_Exercise_:
Return every line in the rows below that contains the string "windshield".

_Records shown_:
========================================================================
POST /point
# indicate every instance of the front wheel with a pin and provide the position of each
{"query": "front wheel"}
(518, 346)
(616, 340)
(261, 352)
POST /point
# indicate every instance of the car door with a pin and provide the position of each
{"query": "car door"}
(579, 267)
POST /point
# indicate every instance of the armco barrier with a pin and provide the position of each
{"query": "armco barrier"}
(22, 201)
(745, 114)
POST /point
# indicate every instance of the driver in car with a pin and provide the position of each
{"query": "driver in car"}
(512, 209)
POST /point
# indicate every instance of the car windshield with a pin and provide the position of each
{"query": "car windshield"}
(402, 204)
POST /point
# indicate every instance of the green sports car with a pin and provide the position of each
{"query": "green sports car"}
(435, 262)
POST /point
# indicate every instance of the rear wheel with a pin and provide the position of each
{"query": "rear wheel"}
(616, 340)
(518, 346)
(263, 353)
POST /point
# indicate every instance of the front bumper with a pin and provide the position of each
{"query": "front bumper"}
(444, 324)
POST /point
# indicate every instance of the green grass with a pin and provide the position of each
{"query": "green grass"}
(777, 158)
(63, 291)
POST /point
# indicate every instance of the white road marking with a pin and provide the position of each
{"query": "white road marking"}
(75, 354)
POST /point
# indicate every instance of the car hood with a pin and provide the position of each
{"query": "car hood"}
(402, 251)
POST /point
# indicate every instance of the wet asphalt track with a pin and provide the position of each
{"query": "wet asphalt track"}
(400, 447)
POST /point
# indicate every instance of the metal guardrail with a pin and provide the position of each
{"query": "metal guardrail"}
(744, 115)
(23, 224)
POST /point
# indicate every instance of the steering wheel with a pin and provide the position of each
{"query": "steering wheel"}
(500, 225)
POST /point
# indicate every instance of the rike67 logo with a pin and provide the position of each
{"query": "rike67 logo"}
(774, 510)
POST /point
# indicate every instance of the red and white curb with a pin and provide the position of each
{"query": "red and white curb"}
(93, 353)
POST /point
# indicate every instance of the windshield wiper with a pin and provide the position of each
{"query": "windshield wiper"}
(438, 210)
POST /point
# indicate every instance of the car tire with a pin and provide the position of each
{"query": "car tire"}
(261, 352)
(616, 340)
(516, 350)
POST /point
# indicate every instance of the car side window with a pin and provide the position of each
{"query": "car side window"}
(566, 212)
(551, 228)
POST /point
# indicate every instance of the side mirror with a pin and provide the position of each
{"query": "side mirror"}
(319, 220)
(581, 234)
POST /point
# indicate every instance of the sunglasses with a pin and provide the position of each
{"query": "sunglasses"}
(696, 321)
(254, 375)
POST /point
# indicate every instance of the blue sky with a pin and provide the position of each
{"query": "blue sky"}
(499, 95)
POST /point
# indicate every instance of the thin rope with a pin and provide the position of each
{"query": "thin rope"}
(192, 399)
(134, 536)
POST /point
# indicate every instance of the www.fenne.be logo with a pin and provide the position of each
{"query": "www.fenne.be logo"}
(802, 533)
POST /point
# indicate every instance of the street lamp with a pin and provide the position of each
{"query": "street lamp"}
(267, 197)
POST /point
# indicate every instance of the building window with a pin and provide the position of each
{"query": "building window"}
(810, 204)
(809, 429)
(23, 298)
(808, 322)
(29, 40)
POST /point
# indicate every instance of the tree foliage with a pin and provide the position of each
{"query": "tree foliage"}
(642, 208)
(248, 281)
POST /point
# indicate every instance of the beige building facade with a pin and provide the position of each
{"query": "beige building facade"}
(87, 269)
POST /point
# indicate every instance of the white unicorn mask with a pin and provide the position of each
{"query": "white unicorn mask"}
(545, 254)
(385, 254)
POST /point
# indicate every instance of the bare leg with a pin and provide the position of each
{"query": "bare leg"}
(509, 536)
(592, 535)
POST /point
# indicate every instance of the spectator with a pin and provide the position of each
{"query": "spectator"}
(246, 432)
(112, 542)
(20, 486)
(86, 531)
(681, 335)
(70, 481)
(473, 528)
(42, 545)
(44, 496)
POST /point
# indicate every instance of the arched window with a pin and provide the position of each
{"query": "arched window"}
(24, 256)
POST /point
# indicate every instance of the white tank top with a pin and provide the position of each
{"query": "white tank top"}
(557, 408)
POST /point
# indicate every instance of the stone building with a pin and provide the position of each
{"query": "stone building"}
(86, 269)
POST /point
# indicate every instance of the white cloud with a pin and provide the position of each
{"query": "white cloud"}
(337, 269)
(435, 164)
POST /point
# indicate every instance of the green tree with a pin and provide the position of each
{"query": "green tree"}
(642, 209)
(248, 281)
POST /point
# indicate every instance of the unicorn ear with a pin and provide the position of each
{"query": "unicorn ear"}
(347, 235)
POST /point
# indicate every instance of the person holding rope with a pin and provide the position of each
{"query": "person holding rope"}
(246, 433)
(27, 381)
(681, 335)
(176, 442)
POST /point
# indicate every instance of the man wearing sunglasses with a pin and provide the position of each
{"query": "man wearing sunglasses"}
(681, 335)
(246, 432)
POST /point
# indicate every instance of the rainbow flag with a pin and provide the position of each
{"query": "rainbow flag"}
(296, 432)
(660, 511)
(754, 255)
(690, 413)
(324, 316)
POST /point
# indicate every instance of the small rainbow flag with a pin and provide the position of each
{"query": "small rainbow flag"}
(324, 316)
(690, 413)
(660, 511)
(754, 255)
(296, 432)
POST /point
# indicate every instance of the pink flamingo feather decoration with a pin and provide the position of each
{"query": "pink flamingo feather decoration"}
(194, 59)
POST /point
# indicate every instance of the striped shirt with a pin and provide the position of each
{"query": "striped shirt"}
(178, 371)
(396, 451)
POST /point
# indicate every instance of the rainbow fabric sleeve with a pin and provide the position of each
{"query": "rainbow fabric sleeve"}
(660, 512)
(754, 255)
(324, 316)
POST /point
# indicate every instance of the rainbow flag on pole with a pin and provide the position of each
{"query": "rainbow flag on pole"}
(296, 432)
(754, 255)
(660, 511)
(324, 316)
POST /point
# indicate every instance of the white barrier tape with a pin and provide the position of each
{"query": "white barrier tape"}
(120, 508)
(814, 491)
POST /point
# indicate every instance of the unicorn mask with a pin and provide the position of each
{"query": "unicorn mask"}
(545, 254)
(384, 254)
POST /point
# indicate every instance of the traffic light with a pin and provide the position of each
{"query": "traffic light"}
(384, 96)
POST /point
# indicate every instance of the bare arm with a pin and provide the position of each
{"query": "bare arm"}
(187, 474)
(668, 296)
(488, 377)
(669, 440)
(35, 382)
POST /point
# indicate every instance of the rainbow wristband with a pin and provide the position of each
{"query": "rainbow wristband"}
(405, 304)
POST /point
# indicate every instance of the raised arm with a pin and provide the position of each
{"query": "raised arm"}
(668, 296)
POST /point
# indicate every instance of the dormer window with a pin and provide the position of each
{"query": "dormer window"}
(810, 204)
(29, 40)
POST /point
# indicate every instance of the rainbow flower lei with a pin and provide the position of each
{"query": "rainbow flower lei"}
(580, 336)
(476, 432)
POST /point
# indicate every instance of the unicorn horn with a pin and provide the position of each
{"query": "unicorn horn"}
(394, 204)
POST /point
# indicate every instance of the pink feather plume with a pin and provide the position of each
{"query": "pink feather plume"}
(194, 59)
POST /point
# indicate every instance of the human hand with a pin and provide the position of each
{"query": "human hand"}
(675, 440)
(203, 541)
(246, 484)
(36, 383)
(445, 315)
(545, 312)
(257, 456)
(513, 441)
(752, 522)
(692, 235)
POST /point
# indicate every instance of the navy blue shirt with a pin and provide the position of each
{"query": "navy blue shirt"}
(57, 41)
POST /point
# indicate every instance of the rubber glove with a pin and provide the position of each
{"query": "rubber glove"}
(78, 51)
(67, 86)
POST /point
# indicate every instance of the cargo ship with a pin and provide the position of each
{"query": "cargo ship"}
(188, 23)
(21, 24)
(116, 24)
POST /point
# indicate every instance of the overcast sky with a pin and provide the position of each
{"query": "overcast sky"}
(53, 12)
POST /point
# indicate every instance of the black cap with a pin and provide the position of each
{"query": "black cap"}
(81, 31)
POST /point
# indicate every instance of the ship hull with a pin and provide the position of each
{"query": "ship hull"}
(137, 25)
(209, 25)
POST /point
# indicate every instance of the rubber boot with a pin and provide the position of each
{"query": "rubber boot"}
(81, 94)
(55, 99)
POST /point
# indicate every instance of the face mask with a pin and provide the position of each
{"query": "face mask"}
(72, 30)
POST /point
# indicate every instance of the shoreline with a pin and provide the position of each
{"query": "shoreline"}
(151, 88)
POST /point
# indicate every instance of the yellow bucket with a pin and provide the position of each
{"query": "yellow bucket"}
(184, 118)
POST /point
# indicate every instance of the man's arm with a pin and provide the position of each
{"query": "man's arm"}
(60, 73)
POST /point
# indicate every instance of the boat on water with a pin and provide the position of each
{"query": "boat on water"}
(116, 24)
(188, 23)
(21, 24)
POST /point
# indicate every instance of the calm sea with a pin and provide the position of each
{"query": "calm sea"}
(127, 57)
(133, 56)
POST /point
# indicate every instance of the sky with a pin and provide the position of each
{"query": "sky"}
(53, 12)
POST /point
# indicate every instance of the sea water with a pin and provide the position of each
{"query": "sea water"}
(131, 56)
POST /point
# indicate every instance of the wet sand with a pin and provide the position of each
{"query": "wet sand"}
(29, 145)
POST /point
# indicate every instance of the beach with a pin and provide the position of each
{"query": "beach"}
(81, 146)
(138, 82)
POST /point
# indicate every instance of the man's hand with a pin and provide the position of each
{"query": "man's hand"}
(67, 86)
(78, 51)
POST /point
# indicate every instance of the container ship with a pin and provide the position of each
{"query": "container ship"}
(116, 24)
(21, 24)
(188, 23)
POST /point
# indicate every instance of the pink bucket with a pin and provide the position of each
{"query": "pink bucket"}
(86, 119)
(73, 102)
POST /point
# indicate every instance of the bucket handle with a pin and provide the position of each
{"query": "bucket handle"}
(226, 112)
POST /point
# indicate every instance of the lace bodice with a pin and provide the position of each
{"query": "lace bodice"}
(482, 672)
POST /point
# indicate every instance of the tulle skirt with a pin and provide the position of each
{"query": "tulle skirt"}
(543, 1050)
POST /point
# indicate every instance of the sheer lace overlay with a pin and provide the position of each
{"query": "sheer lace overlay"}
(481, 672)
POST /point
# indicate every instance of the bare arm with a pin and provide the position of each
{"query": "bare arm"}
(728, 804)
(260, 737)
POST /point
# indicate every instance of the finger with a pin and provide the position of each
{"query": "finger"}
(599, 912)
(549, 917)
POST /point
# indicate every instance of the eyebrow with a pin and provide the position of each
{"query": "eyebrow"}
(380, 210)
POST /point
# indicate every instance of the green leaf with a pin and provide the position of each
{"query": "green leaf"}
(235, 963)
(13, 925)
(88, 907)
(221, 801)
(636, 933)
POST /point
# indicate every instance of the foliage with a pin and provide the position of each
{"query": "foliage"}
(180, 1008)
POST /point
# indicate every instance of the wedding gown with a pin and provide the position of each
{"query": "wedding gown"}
========================================================================
_Correct output_:
# indicate every instance of the car windshield with a pin and provide the position of each
{"query": "car windshield"}
# indicate every instance of the windshield wiper with a pin and provide the position of each
{"query": "windshield wiper"}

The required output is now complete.